◆ **What is required**
Reproduce the listing below with every occurrence of "thickest part" switched to "widest part" and all other text left unchanged. Omit the pictures from your answer.

◆ **Record excerpts**
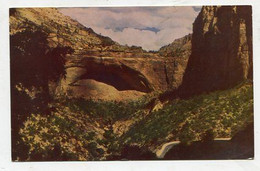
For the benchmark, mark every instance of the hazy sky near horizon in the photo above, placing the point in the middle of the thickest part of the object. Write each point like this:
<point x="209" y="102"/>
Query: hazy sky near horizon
<point x="149" y="27"/>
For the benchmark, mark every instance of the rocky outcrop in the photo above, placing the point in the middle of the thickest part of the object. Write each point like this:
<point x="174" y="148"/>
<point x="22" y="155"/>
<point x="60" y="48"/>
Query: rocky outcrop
<point x="100" y="68"/>
<point x="113" y="78"/>
<point x="221" y="50"/>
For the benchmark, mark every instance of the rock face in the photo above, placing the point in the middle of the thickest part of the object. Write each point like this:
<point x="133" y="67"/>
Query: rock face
<point x="101" y="68"/>
<point x="113" y="78"/>
<point x="221" y="50"/>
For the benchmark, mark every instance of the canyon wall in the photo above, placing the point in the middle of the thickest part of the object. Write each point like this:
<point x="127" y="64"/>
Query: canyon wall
<point x="221" y="50"/>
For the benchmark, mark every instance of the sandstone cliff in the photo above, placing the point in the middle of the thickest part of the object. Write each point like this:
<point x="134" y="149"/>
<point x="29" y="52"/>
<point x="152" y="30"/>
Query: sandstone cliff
<point x="221" y="49"/>
<point x="99" y="67"/>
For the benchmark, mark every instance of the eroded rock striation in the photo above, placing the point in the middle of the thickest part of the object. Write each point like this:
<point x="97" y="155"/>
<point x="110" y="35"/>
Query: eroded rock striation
<point x="221" y="50"/>
<point x="99" y="67"/>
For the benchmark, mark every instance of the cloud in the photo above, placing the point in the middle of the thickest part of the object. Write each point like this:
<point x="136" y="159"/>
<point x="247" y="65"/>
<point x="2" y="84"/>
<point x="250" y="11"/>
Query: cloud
<point x="149" y="27"/>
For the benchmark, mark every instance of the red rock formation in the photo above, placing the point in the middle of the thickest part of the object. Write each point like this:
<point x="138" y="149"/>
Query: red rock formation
<point x="221" y="50"/>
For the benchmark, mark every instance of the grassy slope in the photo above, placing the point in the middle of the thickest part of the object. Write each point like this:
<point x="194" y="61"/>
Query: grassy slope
<point x="222" y="112"/>
<point x="82" y="130"/>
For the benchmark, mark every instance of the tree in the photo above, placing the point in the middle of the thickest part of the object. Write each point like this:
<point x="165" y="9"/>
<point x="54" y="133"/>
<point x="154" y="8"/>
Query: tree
<point x="33" y="65"/>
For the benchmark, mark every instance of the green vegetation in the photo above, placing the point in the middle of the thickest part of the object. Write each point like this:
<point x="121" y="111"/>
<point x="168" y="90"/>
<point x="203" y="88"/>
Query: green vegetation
<point x="223" y="112"/>
<point x="81" y="129"/>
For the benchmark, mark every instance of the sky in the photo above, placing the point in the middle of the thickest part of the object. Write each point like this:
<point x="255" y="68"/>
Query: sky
<point x="148" y="27"/>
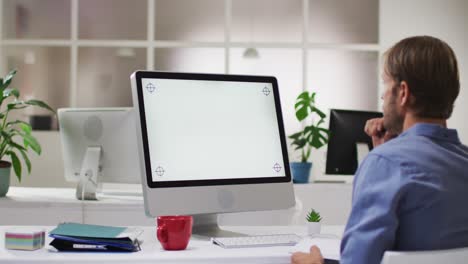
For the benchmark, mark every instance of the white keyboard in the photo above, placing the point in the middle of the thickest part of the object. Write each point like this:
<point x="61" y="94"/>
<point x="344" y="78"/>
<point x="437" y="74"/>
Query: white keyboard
<point x="257" y="241"/>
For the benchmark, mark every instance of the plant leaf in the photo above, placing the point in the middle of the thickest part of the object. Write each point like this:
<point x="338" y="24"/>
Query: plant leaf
<point x="26" y="159"/>
<point x="16" y="164"/>
<point x="8" y="79"/>
<point x="40" y="104"/>
<point x="26" y="127"/>
<point x="30" y="141"/>
<point x="10" y="91"/>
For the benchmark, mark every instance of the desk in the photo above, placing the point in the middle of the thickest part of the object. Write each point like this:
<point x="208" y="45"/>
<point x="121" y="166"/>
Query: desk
<point x="49" y="206"/>
<point x="198" y="251"/>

◆ **Answer to this task**
For the benchmark, mark every instance of the hazy sky near horizon in the photo above, placing the point in the middle of the widest part of the object. Write each point like this:
<point x="209" y="102"/>
Query: hazy sky near horizon
<point x="149" y="27"/>
For the benchmark, mark every instance of the rocky outcrop in the photo above, placing the point in the middle of the widest part of the object. Write each point like this:
<point x="174" y="148"/>
<point x="22" y="155"/>
<point x="60" y="48"/>
Query: rocky outcrop
<point x="100" y="68"/>
<point x="113" y="78"/>
<point x="221" y="50"/>
For the benchmark, mark every instance of the rock face in the photo above, placing the point in the middle of the widest part of the object. Write each point like this:
<point x="133" y="67"/>
Query: rock face
<point x="101" y="68"/>
<point x="113" y="78"/>
<point x="221" y="50"/>
For the benchmark, mark every instance of the canyon wall in the photo above, placing the point in the middle of the widest part of the object. Write each point like this:
<point x="127" y="64"/>
Query: canyon wall
<point x="221" y="50"/>
For the benchmark, mark every instance of the sandstone cliff in the photo above, placing the point in the middle of the widest part of the object. Write each point like this:
<point x="134" y="149"/>
<point x="29" y="52"/>
<point x="152" y="30"/>
Query: sandstone cliff
<point x="221" y="49"/>
<point x="99" y="67"/>
For the benchmark, mark every instance of the eroded rock striation in the photo above, placing the point in the middle of the widest part of the object. Write each point like this:
<point x="97" y="155"/>
<point x="110" y="35"/>
Query: eroded rock striation
<point x="221" y="50"/>
<point x="99" y="67"/>
For the benchmark, mark every instance of the cloud in the photo above, placing the point in the middle of the widest part of the object. Write each point like this:
<point x="136" y="159"/>
<point x="247" y="65"/>
<point x="2" y="84"/>
<point x="250" y="11"/>
Query: cloud
<point x="149" y="27"/>
For the benchmark, mark every instance of the red rock formation in the photo above, placing the point in the middle of the widest part of the object. Write each point like this:
<point x="138" y="149"/>
Query: red rock formation
<point x="221" y="50"/>
For the benchmark, mark every instance of the grassy slope in the photo above, placing the point in the middle of the widest part of the object. Write each point like this:
<point x="194" y="61"/>
Query: grassy slope
<point x="222" y="112"/>
<point x="82" y="130"/>
For the benchmark, mark every instance of the tree in the photo above, placing the point in the middle of the widest part of the object. Write each point like this:
<point x="165" y="9"/>
<point x="54" y="133"/>
<point x="154" y="8"/>
Query: tree
<point x="33" y="65"/>
For the benchmark, mark every instance of the green vegetation in the photo above, placing the point in the middle of the widest part of the object. Write each point like this:
<point x="121" y="111"/>
<point x="168" y="90"/>
<point x="203" y="88"/>
Query: green vegetation
<point x="223" y="112"/>
<point x="81" y="129"/>
For the benchmark, mark every instance of the sky in the photo above, placing the point in the middle of the widest part of the object. Write each point like this:
<point x="255" y="68"/>
Query: sky
<point x="148" y="27"/>
For the benchmark, mark every instance of the white keyboard in the photo above, placing the point in the middle of the widest part of the object. Write each point like this:
<point x="61" y="94"/>
<point x="344" y="78"/>
<point x="437" y="74"/>
Query: white keyboard
<point x="257" y="241"/>
For the benchmark, mark every instance of the plant leaf in the photo above, placing the point in the middle of the widest part of the object. Write each point like this:
<point x="338" y="24"/>
Query: plant leaf
<point x="26" y="159"/>
<point x="16" y="164"/>
<point x="8" y="79"/>
<point x="40" y="104"/>
<point x="26" y="127"/>
<point x="30" y="141"/>
<point x="10" y="91"/>
For the benchmark, mark every instance of the desk in the photo above, placing the point in the middle of the widest part of the object. Write each point like this:
<point x="208" y="45"/>
<point x="121" y="166"/>
Query: desk
<point x="49" y="206"/>
<point x="198" y="251"/>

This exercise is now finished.